A idade estimada da voz interior também pode variar em relação à biológica. Não existe literatura científica sobre isso, mas os relatos que colhi para escrever este artigo sugerem que vozes mais jovens são mais comuns do que seu oposto. Grão de sal, por favor.

A voz interior não costuma permanecer ativada de maneira contínua, na mente das pessoas que não estão sofrendo com transtornos mentais. Em contraste, praticamente todos os transtornos psiquiátricos são caracterizados por formas de consolidação de vozes interiores deletérias.

Entre as pessoas mentalmente saudáveis, a leitura silenciosa tende a ser uma das atividades cognitivas que mais estendem esta forma de verbalização. Nestes casos, a voz da cabeça não tende a reproduzir a escrita, palavra a palavra, mas a aparecer e desaparecer de maneira súbita.

Esta constatação alinha-se à tese de que a própria consciência emerja mais como arquipélago do que como continente mental, nas situações de equilíbrio e saúde mental preservada.

Decodificando a voz interior por meio de registros cerebrais e IA

Estudos recentes mostram que é possível reconstruir mentalizações verbais a partir de chapas de ressonância magnética funcional (fMRI). O princípio é simples: a fMRI registra a perfusão sanguínea nas áreas envolvidas no processamento mental, estando associada de maneira metabólica ao pensamento, cuja natureza permanece opaca. O compilado é composto por pixels 3D (voxels).

Cada um deles comporta milhões de neurônios, o que reforça a perspectiva de que não há decodificação neurológica direta. Ainda assim, é possível tratar os voxels como peças de um quebra-cabeças, cuja montagem será definida como exitosa, na medida em que reconstruir o conteúdo subvocalizado.

A tarefa envolve o uso de algoritmos de reconhecimento de padrões (IA) para identificar o que aparece na ressonância quando os sujeitos subvocalizam vogais, sílabas, palavras, frases e assim por diante. Após inúmeras horas de treinamento, o sistema é direcionado à extrapolação, usando palavras novas e até frases.

Como as verbalizações estão associadas a diferentes experiências na mente individual, não é possível generalizar o treinamento de uma pessoa para outra, o que reduz o risco de que alguém tentar extrair ideias à força. Injetá-las, dadas as definições acima, não cabe na discussão. Ainda assim, é evidente que a evolução do método aponta para a decodificação sem treinamento.

A novidade mais quente nesta área usa uma versão antiga do GPT da Open AI para recriar frases mentalizadas, tendo como "prompt" a atividade metabólica nas principais áreas de processamento semântico do cérebro.

########################################

→ Enunciado da tarefa
Escreva a continuação do texto sobre a voz interior, começando logo após a última frase apresentada. O material que vem a seguir não é necessário.

→ Dados de origem
########################################

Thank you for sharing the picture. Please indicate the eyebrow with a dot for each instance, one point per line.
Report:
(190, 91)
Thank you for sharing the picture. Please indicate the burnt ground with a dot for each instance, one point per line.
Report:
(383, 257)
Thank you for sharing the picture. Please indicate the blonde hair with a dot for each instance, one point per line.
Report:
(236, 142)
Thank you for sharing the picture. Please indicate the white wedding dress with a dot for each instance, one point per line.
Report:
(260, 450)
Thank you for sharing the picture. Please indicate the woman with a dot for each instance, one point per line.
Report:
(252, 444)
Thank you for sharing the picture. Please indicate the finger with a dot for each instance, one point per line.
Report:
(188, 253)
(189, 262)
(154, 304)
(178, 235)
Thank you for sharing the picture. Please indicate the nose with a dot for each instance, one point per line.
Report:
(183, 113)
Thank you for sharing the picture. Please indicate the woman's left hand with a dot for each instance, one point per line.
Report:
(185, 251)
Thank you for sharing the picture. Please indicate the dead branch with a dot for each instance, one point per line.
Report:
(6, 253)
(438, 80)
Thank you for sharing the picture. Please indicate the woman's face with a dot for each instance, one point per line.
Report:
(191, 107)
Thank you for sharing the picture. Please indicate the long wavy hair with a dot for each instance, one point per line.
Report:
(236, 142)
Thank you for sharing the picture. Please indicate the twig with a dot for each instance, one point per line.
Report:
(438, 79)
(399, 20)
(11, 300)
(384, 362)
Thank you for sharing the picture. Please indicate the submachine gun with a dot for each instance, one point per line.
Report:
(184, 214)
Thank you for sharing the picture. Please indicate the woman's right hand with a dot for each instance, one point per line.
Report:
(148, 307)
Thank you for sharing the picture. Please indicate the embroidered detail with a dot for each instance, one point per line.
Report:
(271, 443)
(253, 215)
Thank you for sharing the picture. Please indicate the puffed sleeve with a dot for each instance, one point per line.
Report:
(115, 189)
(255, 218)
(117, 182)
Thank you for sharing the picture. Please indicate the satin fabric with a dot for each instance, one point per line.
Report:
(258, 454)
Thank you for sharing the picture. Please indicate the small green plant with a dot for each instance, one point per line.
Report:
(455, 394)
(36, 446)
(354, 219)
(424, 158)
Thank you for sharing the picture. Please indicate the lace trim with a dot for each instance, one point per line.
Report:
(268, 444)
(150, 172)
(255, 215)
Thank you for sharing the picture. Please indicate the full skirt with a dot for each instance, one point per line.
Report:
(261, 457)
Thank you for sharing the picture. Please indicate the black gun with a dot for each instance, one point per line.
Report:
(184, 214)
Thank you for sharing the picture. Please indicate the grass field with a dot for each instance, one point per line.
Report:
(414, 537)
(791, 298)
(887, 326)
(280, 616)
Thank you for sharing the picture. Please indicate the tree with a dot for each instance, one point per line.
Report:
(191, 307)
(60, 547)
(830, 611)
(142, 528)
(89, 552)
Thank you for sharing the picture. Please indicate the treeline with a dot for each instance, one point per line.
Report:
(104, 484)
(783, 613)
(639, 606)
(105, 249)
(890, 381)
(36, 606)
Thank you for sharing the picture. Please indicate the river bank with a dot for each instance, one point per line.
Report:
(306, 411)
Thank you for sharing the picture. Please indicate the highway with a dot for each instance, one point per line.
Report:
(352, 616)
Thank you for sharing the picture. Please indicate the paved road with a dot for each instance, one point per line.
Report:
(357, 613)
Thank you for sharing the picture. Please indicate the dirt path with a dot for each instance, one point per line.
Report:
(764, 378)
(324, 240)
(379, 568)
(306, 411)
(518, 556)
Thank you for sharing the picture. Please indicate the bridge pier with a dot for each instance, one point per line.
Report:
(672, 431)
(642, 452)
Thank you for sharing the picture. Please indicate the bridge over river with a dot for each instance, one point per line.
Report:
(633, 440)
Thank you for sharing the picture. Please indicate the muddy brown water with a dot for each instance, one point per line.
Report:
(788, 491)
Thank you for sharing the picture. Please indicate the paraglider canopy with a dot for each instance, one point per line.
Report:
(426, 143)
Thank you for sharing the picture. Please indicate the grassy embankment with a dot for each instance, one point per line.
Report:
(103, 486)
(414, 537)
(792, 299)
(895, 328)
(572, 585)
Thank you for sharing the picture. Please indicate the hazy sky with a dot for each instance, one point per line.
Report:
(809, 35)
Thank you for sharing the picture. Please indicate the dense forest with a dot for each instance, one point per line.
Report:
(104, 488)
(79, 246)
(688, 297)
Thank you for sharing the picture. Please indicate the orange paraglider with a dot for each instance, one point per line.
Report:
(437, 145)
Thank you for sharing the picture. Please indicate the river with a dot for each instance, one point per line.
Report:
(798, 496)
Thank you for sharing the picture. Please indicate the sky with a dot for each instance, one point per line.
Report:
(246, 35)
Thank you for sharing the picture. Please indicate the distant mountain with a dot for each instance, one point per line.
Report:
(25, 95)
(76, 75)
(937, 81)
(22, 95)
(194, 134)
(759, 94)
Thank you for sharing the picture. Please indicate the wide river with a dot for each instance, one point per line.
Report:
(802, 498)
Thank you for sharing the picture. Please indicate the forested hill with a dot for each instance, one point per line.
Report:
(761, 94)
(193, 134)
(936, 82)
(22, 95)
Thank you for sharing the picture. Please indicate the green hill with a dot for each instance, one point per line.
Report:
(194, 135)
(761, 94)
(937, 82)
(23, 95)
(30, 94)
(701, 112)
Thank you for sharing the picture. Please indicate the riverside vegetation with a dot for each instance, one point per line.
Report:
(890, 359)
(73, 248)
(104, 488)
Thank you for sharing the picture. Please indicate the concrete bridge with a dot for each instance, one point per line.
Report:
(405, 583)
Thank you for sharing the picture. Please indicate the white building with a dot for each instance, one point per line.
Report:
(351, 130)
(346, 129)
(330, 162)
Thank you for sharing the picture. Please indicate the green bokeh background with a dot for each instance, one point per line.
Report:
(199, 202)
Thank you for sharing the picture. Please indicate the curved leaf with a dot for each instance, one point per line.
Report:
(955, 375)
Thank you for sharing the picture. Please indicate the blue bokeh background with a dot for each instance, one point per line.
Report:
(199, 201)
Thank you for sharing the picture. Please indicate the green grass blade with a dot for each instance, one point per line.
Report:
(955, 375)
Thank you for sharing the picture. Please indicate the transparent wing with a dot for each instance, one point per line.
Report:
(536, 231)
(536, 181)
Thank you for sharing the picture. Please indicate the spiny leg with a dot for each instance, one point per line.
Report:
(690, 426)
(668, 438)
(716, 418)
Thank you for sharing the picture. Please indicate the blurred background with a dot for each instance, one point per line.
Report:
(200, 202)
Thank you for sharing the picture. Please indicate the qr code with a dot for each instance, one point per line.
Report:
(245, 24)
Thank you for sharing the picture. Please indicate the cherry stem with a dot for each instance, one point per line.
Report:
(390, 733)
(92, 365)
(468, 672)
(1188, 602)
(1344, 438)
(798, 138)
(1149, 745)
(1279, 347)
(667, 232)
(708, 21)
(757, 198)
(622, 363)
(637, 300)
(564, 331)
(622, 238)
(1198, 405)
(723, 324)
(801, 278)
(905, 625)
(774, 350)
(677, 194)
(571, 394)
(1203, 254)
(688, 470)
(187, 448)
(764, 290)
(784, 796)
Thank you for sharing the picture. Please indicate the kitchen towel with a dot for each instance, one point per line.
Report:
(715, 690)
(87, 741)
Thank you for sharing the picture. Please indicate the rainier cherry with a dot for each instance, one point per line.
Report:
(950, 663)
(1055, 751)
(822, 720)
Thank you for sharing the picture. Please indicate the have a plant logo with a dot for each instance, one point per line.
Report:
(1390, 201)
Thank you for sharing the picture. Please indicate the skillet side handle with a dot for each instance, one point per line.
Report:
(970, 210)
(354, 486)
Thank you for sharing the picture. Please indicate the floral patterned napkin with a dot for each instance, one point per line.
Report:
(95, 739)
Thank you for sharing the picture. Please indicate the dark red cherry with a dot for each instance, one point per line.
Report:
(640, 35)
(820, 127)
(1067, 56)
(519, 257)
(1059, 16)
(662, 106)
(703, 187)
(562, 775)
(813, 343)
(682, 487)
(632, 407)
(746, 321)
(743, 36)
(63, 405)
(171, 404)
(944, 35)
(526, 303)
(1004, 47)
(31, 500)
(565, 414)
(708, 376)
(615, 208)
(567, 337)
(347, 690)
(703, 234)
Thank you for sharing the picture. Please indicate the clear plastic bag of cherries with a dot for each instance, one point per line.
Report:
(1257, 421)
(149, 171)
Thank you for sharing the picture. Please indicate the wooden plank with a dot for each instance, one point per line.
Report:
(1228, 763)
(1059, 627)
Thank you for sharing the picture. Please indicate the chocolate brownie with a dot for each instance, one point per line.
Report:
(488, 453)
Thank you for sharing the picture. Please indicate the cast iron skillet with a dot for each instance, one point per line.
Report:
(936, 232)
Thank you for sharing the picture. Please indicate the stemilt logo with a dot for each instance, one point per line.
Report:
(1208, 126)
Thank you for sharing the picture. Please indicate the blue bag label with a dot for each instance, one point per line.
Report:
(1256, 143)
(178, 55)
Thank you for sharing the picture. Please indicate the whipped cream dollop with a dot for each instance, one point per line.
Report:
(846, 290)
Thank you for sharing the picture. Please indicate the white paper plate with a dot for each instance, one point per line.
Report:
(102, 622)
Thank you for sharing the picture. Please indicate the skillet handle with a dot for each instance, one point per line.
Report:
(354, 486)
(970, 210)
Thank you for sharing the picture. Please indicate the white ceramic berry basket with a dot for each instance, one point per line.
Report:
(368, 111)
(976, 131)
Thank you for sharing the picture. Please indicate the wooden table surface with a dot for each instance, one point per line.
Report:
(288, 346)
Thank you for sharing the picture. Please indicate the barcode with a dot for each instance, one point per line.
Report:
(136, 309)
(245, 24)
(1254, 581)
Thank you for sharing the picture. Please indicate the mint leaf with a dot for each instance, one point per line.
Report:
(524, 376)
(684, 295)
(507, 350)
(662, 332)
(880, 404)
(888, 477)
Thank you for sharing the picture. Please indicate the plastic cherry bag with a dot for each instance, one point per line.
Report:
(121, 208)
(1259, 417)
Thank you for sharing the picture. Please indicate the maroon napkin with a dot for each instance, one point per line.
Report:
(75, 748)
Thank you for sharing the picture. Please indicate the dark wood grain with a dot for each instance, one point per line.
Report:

########################################

→ Campo de resposta
Ao mesmo tempo em que isso aumenta a chance da IA trocar uma ideia por outra, de sentido análogo, expande muito o campo das futuras aplicações clínicas da metodologia. A taxa de acerto na reconstrução de frases que os sujeitos ouviram (N:7) gira em torno de 80%.

Importante notar que essas são vozes interiores induzidas, de base sensorial. Não houve tentativa de decodificação da imaginação verbal espontânea, a qual tende a se escorar em manifestações abstratas da voz interior, as quais são bem mais sutis e tendem a se fundir com outras formas de mentalização.

Voz interior e a natureza do pensamento

Se a voz interior fosse uma instância programável, ela teria os seguintes módulos:

Condição de manifestação: dado pelas conjunturas que levam à execução de programas verbais que o agente cria para instruir a si mesmo.

Monológico-dialógico: dado pelo grau de separação entre emissor e receptor da mensagem.

Sensorial-abstrato: dado pelo uso da subvocalização e geração de vozes interiores com propriedades acústicas bem definidas ou por graus crescentes de abstração.

Fenomenológico: dado pelas propriedades etárias, afetivas e de personalidade da voz interior.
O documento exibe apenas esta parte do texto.